**RECORD EXCERPTS:**
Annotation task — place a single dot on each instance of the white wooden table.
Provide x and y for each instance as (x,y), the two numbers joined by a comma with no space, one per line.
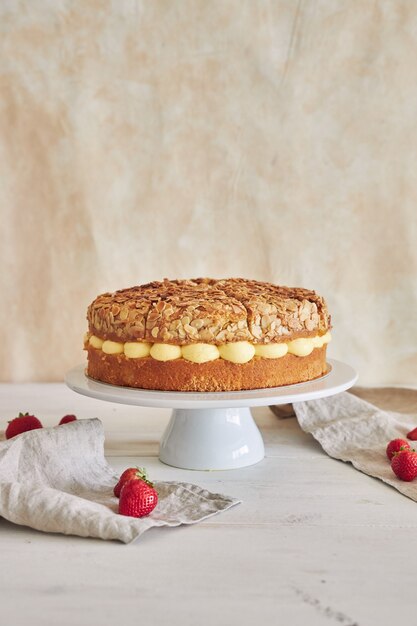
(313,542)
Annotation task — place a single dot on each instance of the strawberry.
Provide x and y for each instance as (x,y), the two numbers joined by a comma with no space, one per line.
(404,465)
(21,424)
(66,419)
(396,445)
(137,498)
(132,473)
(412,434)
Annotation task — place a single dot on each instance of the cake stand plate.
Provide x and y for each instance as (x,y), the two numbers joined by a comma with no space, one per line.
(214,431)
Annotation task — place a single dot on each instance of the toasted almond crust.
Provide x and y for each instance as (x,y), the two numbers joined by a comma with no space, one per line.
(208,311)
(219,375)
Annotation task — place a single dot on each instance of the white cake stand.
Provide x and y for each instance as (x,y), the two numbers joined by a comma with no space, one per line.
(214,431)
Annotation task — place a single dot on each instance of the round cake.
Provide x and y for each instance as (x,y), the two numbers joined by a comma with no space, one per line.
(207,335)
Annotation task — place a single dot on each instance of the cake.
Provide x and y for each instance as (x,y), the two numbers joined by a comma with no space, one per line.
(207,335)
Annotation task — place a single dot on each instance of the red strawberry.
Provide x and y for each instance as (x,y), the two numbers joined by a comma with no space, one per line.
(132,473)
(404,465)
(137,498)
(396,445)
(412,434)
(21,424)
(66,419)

**EXERCISE BRIEF:** Could you change "single dot" to "one mark" wherever it occurs in the lines above, keeping everything else unchanged and leaving out the pictures?

**ANSWER TO THE TASK:**
Annotation task — place a one mark on each instance of the white wooden table.
Provide x and y for each instance as (x,y), the two numbers joined by a comma with no space, one per line.
(313,542)
Annotation task — place a one mark on each instance of the strawberry.
Provide x and y for each instance as (x,y), the two numbers joined by a comma with no space, one per line.
(404,465)
(21,424)
(66,419)
(396,445)
(137,498)
(132,473)
(412,434)
Annotation task — place a one mark on each instance of the cake stand plate.
Provide x and y for each instance as (x,y), the two numbers joined by a comma with no space, one per line.
(214,431)
Annotation task — place a one mark on each instance of the toasted almond crust.
Provide x and y for each instance as (x,y), the two numbers joined by a comma with no space, one per line.
(208,311)
(219,375)
Annotation task — place a one mark on each instance of the white cake stand.
Provide x and y for each instance as (x,y), the two numbers joined by a comma with no space, one per line.
(214,431)
Annotation task — place a one mark on each instance of the round cake.
Provide x and y for each instance as (x,y), the two numbers joined by a comma with no space, one per line.
(207,335)
Annotation task — place a one mark on each instance of the cake.
Provide x and y for each instance as (x,y), the two numbers joined by a comma with no space, one per line.
(207,335)
Annotation task — place a one mark on each instance of the red strawberry.
Provide x and y for each instance as (x,y), the two numbers joined by a comma with no space, one per line.
(132,473)
(404,465)
(137,498)
(396,445)
(412,434)
(21,424)
(66,419)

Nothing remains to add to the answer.